───── 読解文 ─────

按摩さんの日記・過去ログ





00/11/11


最近W先生の影響で、ほとんど道教関係の本ばかり読んでいる。
W先生から借りた本をひと通り読んでみて、道教に興味津々。
ついでに本棚に眠っていた『易経』やら『五行大義』を引っ張り出し、『荘子』『淮南子』『抱朴子』なんかも買い足してしまった。

ある日気功の本を探しに古本屋に入ったら、加藤大岳著の『易学通変』『真勢易秘訣』なんていう本がそれぞれ400円と600円で売っていたので、思わず衝動買い。
易に関しては岩波文庫しか読んだことがなかったけれど、随分と実践的な内容だったので、実際に自分でも易占してみたくなってしまった。

─────

問題文:
この日記の「按摩さんの日記・過去ログ」から「ていたので、思わず衝動買い。」までを、両端の語句も含めて一字一句そのまま書き写してください。 この日記に書かれている内容だけを根拠にしてください。

───── 提供資料 ─────

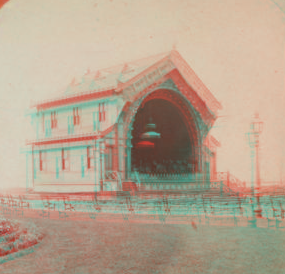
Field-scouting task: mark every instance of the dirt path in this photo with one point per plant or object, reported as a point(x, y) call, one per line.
point(100, 247)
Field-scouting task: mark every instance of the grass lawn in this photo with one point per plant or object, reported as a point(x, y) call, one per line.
point(110, 247)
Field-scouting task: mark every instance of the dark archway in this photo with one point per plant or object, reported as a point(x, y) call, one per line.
point(174, 151)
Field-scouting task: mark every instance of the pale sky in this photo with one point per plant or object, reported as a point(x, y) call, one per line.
point(235, 47)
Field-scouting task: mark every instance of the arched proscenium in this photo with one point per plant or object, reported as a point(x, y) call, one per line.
point(185, 110)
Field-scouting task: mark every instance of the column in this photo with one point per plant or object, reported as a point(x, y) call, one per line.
point(129, 157)
point(102, 163)
point(121, 151)
point(97, 166)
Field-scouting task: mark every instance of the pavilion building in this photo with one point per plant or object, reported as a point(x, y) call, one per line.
point(146, 121)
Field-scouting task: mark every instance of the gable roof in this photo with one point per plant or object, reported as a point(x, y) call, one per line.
point(107, 82)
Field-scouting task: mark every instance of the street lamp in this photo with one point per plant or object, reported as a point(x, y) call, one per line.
point(256, 128)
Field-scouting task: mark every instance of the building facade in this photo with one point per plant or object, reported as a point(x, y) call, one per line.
point(146, 121)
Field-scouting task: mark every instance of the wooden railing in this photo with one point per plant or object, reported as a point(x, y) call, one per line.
point(166, 177)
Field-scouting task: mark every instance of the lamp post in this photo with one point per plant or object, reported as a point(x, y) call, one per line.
point(256, 128)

─────

解答:
按摩さんの日記・過去ログ





00/11/11


最近W先生の影響で、ほとんど道教関係の本ばかり読んでいる。
W先生から借りた本をひと通り読んでみて、道教に興味津々。
ついでに本棚に眠っていた『易経』やら『五行大義』を引っ張り出し、『荘子』『淮南子』『抱朴子』なんかも買い足してしまった。

ある日気功の本を探しに古本屋に入ったら、加藤大岳著の『易学通変』『真勢易秘訣』なんていう本がそれぞれ400円と600円で売っていたので、思わず衝動買い。